● **What the exercise asks**
Set down exactly the lines that run from the line with "Reviewer note: every instance of the hazy" to the end of the data, and nothing else.

● **Extracted records**
┌──
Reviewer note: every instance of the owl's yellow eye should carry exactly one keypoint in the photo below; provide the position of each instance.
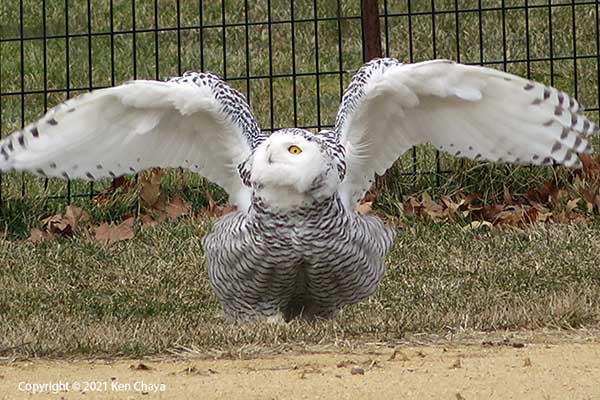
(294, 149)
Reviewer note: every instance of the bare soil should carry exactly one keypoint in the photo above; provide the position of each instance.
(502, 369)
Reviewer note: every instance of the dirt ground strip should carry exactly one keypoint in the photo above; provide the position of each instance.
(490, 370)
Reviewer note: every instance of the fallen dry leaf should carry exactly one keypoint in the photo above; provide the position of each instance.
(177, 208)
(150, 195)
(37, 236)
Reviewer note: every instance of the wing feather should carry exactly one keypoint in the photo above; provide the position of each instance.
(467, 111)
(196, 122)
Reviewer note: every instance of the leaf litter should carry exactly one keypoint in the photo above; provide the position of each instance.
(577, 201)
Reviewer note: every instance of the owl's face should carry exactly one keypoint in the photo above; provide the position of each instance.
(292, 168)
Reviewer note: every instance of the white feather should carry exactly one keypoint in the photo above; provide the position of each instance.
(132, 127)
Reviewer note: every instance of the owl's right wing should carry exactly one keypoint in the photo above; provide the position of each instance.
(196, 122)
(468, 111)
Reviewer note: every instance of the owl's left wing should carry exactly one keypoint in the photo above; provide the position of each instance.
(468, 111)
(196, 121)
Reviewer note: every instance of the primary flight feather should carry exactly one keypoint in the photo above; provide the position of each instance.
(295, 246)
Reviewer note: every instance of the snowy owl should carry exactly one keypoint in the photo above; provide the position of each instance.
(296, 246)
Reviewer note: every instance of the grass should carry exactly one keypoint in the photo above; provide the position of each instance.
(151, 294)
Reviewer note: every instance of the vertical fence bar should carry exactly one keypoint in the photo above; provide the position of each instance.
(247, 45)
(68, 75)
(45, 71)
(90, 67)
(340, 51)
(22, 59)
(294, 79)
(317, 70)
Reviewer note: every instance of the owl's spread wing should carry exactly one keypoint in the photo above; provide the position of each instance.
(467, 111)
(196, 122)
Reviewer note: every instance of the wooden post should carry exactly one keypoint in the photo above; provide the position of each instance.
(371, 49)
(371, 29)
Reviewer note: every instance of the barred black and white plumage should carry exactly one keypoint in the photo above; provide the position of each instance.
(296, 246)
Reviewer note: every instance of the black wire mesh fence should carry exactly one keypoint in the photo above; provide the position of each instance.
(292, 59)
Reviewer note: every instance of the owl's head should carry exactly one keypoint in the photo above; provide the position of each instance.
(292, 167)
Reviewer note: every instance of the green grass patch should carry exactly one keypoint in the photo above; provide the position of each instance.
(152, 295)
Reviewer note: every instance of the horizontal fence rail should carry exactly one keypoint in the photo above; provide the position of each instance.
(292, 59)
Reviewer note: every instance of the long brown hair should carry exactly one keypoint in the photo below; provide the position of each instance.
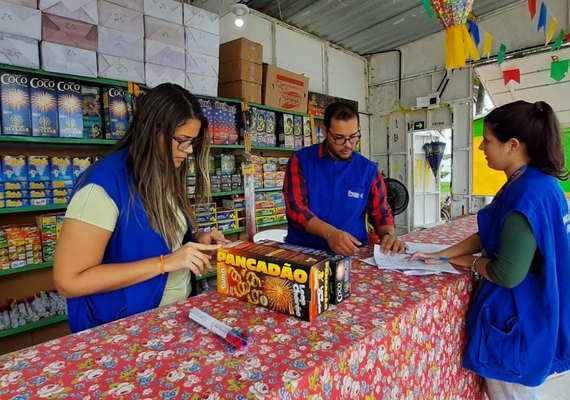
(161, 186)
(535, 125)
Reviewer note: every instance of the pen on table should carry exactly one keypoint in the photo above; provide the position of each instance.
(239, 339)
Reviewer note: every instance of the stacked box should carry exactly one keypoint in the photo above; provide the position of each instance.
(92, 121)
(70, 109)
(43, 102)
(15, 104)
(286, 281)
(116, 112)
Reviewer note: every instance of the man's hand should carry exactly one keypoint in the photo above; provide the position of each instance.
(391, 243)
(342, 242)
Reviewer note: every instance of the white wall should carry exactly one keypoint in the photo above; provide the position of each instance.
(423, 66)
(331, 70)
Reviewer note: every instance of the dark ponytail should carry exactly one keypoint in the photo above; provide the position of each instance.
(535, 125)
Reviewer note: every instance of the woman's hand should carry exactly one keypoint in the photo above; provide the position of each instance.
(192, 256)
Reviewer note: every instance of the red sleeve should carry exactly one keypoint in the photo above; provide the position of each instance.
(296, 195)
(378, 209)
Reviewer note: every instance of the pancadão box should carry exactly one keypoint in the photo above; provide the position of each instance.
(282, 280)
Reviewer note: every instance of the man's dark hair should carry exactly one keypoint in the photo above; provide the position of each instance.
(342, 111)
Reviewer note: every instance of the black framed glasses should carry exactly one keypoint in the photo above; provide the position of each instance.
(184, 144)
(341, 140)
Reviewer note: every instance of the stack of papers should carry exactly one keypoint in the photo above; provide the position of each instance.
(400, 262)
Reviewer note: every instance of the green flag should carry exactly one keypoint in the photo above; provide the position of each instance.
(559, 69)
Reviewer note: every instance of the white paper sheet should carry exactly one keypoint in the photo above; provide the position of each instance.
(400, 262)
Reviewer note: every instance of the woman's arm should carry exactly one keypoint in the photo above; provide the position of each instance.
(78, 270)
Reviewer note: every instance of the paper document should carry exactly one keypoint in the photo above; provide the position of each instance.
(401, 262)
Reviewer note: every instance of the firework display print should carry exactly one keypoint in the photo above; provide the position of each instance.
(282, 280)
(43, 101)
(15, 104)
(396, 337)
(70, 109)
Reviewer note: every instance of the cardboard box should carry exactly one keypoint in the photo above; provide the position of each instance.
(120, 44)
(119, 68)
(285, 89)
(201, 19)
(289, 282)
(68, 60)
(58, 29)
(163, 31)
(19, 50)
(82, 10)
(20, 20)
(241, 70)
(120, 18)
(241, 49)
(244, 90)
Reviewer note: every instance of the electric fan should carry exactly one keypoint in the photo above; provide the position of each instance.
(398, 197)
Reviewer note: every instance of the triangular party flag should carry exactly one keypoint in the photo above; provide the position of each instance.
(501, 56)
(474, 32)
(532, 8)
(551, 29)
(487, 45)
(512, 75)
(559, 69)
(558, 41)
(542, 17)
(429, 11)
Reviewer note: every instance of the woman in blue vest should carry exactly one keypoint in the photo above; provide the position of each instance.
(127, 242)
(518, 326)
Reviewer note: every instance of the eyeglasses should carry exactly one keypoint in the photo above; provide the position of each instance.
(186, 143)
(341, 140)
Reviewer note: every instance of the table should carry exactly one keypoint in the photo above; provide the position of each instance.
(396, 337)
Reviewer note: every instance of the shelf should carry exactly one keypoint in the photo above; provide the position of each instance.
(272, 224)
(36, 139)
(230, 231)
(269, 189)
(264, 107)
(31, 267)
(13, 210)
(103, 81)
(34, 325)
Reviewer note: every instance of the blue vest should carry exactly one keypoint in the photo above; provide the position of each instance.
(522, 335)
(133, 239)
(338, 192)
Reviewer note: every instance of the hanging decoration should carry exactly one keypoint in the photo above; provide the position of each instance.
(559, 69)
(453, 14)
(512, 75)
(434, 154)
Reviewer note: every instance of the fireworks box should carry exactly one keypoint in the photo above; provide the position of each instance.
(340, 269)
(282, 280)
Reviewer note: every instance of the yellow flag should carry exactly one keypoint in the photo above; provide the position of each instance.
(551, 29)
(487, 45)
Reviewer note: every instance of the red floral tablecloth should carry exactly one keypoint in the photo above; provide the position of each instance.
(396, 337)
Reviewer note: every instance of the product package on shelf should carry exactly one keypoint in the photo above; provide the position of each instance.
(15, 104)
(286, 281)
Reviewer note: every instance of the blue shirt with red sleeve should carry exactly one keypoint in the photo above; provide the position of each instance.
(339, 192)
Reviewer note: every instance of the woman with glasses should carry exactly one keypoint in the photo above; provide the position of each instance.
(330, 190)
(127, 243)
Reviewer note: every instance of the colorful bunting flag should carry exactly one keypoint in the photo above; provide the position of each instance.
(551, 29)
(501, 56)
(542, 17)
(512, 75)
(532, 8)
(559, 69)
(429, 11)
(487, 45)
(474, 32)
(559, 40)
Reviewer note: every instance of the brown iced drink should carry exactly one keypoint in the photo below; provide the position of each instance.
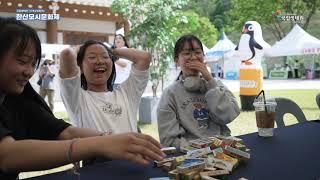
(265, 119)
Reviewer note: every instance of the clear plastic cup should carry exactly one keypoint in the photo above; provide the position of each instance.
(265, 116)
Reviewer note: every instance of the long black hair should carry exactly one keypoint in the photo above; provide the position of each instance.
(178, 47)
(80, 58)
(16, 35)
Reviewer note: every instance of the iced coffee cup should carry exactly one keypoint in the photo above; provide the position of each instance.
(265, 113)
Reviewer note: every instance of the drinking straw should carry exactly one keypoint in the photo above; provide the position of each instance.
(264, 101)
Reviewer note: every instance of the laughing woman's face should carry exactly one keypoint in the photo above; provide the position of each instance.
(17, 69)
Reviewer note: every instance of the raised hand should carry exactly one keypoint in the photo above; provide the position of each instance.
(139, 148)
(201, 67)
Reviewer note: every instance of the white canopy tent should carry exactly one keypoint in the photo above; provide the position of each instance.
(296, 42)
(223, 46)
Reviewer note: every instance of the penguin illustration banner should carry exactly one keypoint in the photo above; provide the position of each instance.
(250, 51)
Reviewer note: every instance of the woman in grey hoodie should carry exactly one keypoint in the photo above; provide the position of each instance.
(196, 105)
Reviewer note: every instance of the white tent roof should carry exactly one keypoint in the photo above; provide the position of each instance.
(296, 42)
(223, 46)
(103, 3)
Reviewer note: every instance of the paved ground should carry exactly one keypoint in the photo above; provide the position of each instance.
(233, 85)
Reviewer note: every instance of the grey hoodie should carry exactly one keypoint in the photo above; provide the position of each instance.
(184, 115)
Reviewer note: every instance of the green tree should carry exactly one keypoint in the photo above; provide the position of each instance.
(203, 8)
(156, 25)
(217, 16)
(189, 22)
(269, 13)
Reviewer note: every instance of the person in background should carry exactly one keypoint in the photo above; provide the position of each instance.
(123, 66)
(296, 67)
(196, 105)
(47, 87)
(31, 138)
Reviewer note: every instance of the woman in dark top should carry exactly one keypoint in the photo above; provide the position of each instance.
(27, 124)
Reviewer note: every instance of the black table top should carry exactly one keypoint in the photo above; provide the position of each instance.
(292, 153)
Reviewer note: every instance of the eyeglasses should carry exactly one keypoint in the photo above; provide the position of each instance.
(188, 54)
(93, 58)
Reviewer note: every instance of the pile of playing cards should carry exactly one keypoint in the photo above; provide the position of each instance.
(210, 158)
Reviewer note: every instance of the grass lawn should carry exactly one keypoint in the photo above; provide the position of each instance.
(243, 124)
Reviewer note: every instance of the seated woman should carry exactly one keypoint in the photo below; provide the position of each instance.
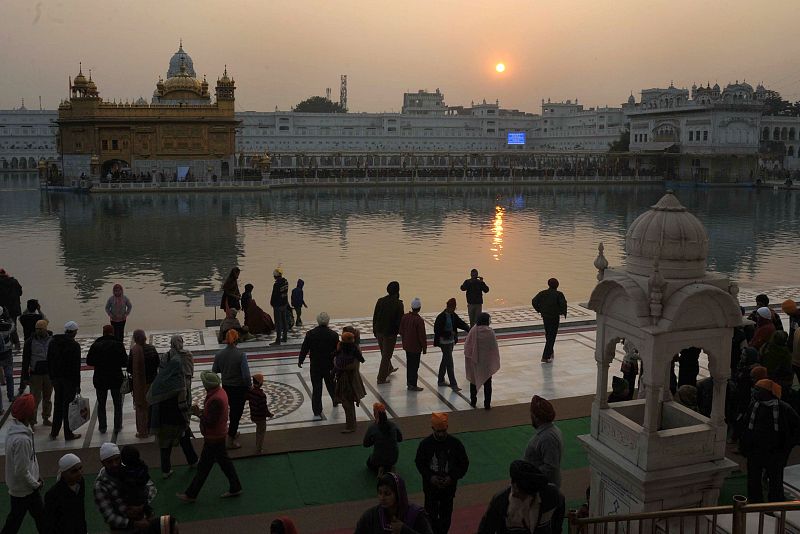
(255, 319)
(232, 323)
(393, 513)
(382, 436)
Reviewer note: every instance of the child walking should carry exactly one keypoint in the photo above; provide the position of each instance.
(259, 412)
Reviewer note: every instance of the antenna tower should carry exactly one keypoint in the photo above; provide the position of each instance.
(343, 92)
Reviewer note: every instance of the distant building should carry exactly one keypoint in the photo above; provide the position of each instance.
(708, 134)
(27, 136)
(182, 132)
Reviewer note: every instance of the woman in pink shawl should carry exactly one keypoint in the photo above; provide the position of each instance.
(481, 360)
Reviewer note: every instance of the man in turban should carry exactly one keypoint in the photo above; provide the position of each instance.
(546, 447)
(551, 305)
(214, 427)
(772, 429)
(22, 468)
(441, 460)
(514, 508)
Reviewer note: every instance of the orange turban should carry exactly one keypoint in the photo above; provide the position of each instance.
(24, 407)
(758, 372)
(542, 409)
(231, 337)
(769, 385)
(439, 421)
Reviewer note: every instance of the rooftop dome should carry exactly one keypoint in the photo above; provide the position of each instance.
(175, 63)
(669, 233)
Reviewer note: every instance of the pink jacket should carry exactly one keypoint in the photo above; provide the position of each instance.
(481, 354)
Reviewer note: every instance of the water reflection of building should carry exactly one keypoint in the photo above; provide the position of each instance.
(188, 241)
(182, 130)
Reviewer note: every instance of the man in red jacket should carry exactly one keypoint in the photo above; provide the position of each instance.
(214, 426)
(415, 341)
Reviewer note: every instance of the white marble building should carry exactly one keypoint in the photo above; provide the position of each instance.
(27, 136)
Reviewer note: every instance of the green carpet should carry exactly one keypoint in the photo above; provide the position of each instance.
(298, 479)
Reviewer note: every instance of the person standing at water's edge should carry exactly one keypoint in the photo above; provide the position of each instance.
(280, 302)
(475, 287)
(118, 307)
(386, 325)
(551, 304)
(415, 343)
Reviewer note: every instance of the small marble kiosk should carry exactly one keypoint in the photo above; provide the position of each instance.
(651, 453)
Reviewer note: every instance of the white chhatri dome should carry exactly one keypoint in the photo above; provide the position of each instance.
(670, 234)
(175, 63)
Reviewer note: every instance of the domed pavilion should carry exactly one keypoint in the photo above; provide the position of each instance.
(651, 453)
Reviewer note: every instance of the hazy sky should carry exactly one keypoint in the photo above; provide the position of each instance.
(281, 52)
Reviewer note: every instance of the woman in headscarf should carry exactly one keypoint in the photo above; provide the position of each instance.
└──
● **Answer to this exercise**
Reviewer note: every instance of the hazy sky should carry exactly one keypoint in the photo above; provide the position of each instance.
(281, 52)
Reviewer note: every instance of the woman in headscarf should carry exactly one keypoint in the photo above; provide the position of each instance.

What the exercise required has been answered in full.